Your task - Only one stretch of the listing below is wanted. Give it again exactly, from the line with "In every <instance>, prompts" through the line with "box: [16, 52, 295, 109]".

Extracted records -

• • •

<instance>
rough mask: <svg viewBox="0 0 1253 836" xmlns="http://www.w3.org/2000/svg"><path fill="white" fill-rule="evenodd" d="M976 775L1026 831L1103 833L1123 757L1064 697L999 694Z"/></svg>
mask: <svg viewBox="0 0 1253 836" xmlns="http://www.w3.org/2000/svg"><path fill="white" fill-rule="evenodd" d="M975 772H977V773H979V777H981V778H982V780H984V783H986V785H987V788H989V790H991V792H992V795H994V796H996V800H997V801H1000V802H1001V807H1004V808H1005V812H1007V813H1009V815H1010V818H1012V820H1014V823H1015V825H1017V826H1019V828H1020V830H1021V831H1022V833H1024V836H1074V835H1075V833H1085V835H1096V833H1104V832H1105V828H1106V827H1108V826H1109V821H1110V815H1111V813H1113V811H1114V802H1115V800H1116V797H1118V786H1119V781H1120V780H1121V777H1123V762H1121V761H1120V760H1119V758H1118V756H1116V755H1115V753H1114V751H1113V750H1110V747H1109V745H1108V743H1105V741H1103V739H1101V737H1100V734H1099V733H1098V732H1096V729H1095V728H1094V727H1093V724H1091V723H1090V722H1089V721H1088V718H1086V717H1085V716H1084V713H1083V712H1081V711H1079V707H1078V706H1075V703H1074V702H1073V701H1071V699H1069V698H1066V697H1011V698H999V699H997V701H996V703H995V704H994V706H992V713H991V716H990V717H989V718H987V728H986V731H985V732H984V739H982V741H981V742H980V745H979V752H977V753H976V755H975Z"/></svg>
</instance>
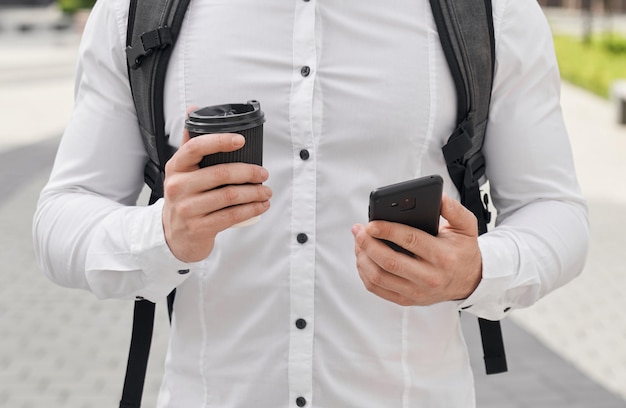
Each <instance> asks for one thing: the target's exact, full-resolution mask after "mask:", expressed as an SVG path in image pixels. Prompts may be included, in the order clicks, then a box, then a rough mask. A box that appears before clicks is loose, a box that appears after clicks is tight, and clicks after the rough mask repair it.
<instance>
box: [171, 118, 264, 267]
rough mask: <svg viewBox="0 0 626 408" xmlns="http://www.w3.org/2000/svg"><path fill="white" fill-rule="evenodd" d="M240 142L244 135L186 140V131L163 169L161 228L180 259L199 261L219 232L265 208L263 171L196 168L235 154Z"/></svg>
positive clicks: (203, 258)
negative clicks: (163, 197) (162, 225)
mask: <svg viewBox="0 0 626 408" xmlns="http://www.w3.org/2000/svg"><path fill="white" fill-rule="evenodd" d="M244 143H245V139H244V138H243V136H241V135H238V134H232V133H219V134H208V135H201V136H198V137H194V138H193V139H190V138H189V133H188V132H187V130H185V131H184V135H183V141H182V144H181V146H180V148H179V149H178V151H177V152H176V153H175V154H174V156H172V158H171V159H170V160H169V161H168V162H167V164H166V165H165V182H164V198H165V201H164V205H163V229H164V231H165V239H166V241H167V245H168V246H169V248H170V250H171V251H172V253H173V254H174V256H176V258H178V259H179V260H181V261H183V262H198V261H201V260H203V259H204V258H206V257H207V256H209V254H210V253H211V251H212V250H213V245H214V243H215V237H216V236H217V234H218V233H219V232H220V231H223V230H225V229H227V228H230V227H232V226H233V225H235V224H238V223H240V222H243V221H246V220H248V219H250V218H252V217H255V216H257V215H260V214H262V213H264V212H265V211H267V209H268V208H269V206H270V203H269V199H270V197H271V196H272V190H271V189H270V188H269V187H267V186H264V185H262V184H261V183H263V182H265V181H266V180H267V178H268V172H267V170H266V169H265V168H263V167H261V166H257V165H254V164H247V163H226V164H218V165H214V166H209V167H205V168H199V166H198V163H199V162H200V160H202V157H203V156H205V155H208V154H212V153H217V152H230V151H234V150H237V149H240V148H241V147H242V146H243V145H244ZM221 186H225V187H221ZM218 187H220V188H218Z"/></svg>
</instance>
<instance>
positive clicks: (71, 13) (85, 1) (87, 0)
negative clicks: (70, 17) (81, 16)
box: [57, 0, 96, 14]
mask: <svg viewBox="0 0 626 408" xmlns="http://www.w3.org/2000/svg"><path fill="white" fill-rule="evenodd" d="M57 3H58V5H59V8H60V9H61V11H62V12H64V13H67V14H73V13H75V12H77V11H78V10H88V9H91V8H92V7H93V6H94V4H96V0H57Z"/></svg>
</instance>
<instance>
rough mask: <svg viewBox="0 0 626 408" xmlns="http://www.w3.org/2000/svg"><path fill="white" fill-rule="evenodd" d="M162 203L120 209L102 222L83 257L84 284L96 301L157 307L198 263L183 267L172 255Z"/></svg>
mask: <svg viewBox="0 0 626 408" xmlns="http://www.w3.org/2000/svg"><path fill="white" fill-rule="evenodd" d="M162 211H163V200H159V201H158V202H156V203H155V204H153V205H151V206H148V207H122V208H120V209H118V210H116V211H114V212H113V213H111V214H109V215H108V216H107V218H105V219H104V220H103V222H102V225H101V226H100V229H99V231H98V232H97V234H96V235H95V236H94V239H93V240H92V243H91V245H90V251H89V254H88V257H87V265H86V269H87V272H86V273H87V281H88V282H89V285H90V288H91V290H92V292H93V293H94V294H95V295H96V296H98V297H99V298H121V299H147V300H150V301H152V302H155V303H156V302H157V301H160V300H163V299H165V297H166V296H167V295H168V294H169V293H170V292H171V291H172V290H173V289H175V288H176V287H177V286H179V285H180V284H181V283H183V282H184V281H185V280H186V279H187V278H188V277H189V276H190V275H191V273H193V271H194V270H197V269H199V268H200V267H201V266H202V265H203V263H204V261H201V262H193V263H187V262H183V261H180V260H179V259H177V258H176V257H175V256H174V254H172V252H171V250H170V248H169V246H168V245H167V242H166V240H165V233H164V231H163V222H162Z"/></svg>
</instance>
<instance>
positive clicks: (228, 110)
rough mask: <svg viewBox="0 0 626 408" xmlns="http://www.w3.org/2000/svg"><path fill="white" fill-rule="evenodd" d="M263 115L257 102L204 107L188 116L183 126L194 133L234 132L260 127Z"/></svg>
mask: <svg viewBox="0 0 626 408" xmlns="http://www.w3.org/2000/svg"><path fill="white" fill-rule="evenodd" d="M264 122H265V115H264V114H263V111H261V105H260V104H259V102H258V101H254V100H252V101H248V102H247V103H245V104H244V103H229V104H224V105H214V106H206V107H204V108H200V109H196V110H195V111H193V112H191V113H190V114H189V117H188V118H187V120H186V122H185V126H186V127H187V129H188V130H189V131H190V132H195V133H222V132H236V131H239V130H245V129H251V128H253V127H256V126H259V125H262V124H263V123H264Z"/></svg>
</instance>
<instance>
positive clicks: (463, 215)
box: [441, 193, 478, 236]
mask: <svg viewBox="0 0 626 408" xmlns="http://www.w3.org/2000/svg"><path fill="white" fill-rule="evenodd" d="M441 216H442V217H443V218H445V219H446V221H447V223H446V225H445V228H446V229H452V230H456V231H457V232H459V233H462V234H464V235H470V236H477V235H478V221H477V220H476V216H475V215H474V214H473V213H472V212H471V211H470V210H468V209H467V208H465V207H464V206H463V204H461V203H460V202H458V201H457V200H454V199H452V198H451V197H449V196H448V195H447V194H445V193H444V194H443V196H442V200H441Z"/></svg>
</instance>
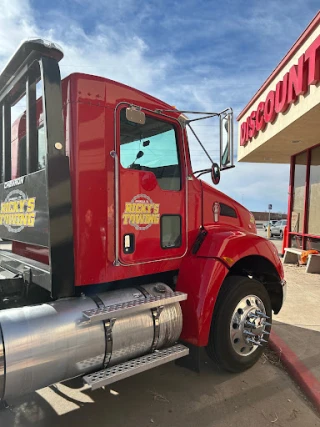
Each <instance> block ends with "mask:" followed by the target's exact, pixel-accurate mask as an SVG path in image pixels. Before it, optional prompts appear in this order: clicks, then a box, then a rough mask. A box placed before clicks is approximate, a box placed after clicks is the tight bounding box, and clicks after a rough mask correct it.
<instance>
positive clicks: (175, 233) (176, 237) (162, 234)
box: [160, 215, 181, 249]
mask: <svg viewBox="0 0 320 427" xmlns="http://www.w3.org/2000/svg"><path fill="white" fill-rule="evenodd" d="M160 229H161V247H162V249H169V248H179V247H180V246H181V216H180V215H162V216H161V228H160Z"/></svg>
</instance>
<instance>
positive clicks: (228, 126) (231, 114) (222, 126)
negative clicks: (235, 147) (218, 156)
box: [220, 108, 233, 170]
mask: <svg viewBox="0 0 320 427" xmlns="http://www.w3.org/2000/svg"><path fill="white" fill-rule="evenodd" d="M230 167H233V111H232V109H231V108H230V109H229V110H228V112H226V113H224V114H222V115H221V116H220V169H221V170H223V169H226V168H230Z"/></svg>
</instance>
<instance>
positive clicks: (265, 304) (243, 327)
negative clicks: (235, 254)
mask: <svg viewBox="0 0 320 427" xmlns="http://www.w3.org/2000/svg"><path fill="white" fill-rule="evenodd" d="M271 316H272V312H271V302H270V298H269V295H268V292H267V291H266V289H265V287H264V286H263V285H262V284H261V283H260V282H258V281H257V280H255V279H250V278H249V277H242V276H230V277H227V279H226V280H225V282H224V284H223V288H222V289H221V292H220V294H219V297H218V301H217V303H216V306H215V309H214V313H213V317H212V324H211V330H210V336H209V343H208V346H207V352H208V354H209V356H210V357H211V358H212V359H213V360H214V361H215V362H216V363H217V364H218V365H219V366H220V367H222V368H224V369H225V370H227V371H230V372H242V371H245V370H246V369H248V368H250V367H251V366H253V365H254V364H255V363H256V362H257V361H258V359H259V358H260V356H261V354H262V353H263V350H264V347H265V346H266V344H267V341H268V337H269V334H270V327H271V320H270V319H271Z"/></svg>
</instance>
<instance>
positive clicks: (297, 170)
mask: <svg viewBox="0 0 320 427" xmlns="http://www.w3.org/2000/svg"><path fill="white" fill-rule="evenodd" d="M306 171H307V152H304V153H301V154H298V155H297V156H296V159H295V169H294V186H293V210H292V216H291V231H293V232H297V233H302V232H303V221H304V197H305V185H306Z"/></svg>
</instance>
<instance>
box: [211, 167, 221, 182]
mask: <svg viewBox="0 0 320 427" xmlns="http://www.w3.org/2000/svg"><path fill="white" fill-rule="evenodd" d="M211 179H212V182H213V183H214V185H218V184H219V182H220V168H219V165H218V164H217V163H212V166H211Z"/></svg>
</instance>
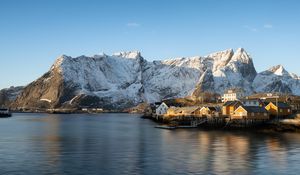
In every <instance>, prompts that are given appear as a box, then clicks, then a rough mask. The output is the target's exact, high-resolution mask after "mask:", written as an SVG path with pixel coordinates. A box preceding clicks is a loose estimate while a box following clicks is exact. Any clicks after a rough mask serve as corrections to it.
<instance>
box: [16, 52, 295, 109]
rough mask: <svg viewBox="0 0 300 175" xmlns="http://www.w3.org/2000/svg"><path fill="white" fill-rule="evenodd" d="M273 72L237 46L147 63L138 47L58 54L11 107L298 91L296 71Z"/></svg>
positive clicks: (113, 102) (35, 107)
mask: <svg viewBox="0 0 300 175" xmlns="http://www.w3.org/2000/svg"><path fill="white" fill-rule="evenodd" d="M278 74H280V71H278V69H276V70H275V68H274V70H273V69H272V70H268V71H266V72H262V73H259V74H257V73H256V70H255V68H254V65H253V61H252V58H251V57H250V56H249V54H248V53H247V52H246V51H245V50H244V49H242V48H240V49H237V50H236V51H235V52H234V51H233V50H232V49H229V50H225V51H221V52H217V53H213V54H210V55H207V56H204V57H200V56H196V57H188V58H186V57H182V58H175V59H168V60H164V61H153V62H148V61H146V60H145V59H144V58H143V57H142V56H141V54H140V53H139V52H120V53H116V54H113V55H112V56H108V55H105V54H102V55H95V56H93V57H86V56H80V57H76V58H72V57H68V56H64V55H63V56H61V57H59V58H58V59H57V60H56V62H55V63H54V64H53V66H52V67H51V69H50V70H49V71H48V72H47V73H46V74H44V75H43V76H42V77H41V78H39V79H37V80H36V81H34V82H32V83H31V84H29V85H28V86H26V87H25V88H24V90H23V92H22V93H21V94H20V95H19V96H18V98H17V99H16V101H15V103H13V106H14V107H26V108H30V107H34V108H60V107H67V108H71V107H80V106H81V107H84V106H89V107H102V108H106V109H123V108H127V107H132V106H135V105H137V104H139V103H141V102H155V101H160V100H162V99H166V98H174V97H185V96H191V95H192V96H197V94H199V93H201V92H205V91H209V92H217V93H220V94H222V93H223V92H224V91H225V90H226V89H228V88H232V87H240V88H243V89H244V90H245V92H246V93H248V94H250V93H253V92H255V91H257V92H261V91H284V92H292V93H295V94H300V91H299V90H297V88H298V87H300V85H299V78H298V77H297V76H296V75H292V74H289V73H286V72H284V71H282V75H278ZM287 77H288V78H289V80H288V81H287V79H286V78H287ZM261 81H268V82H269V83H268V84H265V83H260V82H261ZM274 84H275V85H274ZM298 89H299V88H298Z"/></svg>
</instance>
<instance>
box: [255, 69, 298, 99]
mask: <svg viewBox="0 0 300 175" xmlns="http://www.w3.org/2000/svg"><path fill="white" fill-rule="evenodd" d="M252 86H253V87H255V91H256V92H282V93H288V94H295V95H300V89H299V88H300V78H299V77H298V76H297V75H295V74H291V73H289V72H287V71H286V70H285V69H284V67H283V66H281V65H278V66H274V67H271V68H270V69H268V70H266V71H263V72H261V73H259V74H258V75H257V76H256V77H255V79H254V81H253V84H252Z"/></svg>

• • •

Solution -
In every <instance>, prompts that are given appear as a box, then clicks, then a rough mask. The output is the target's exact, high-resolution mask after "mask:", written as an SVG path with pixel coordinates. A box preceding clicks is a loose estimate while a box following clicks is exact. Any clicks after a rough mask serve as corrections to it.
<instance>
box: [16, 52, 295, 109]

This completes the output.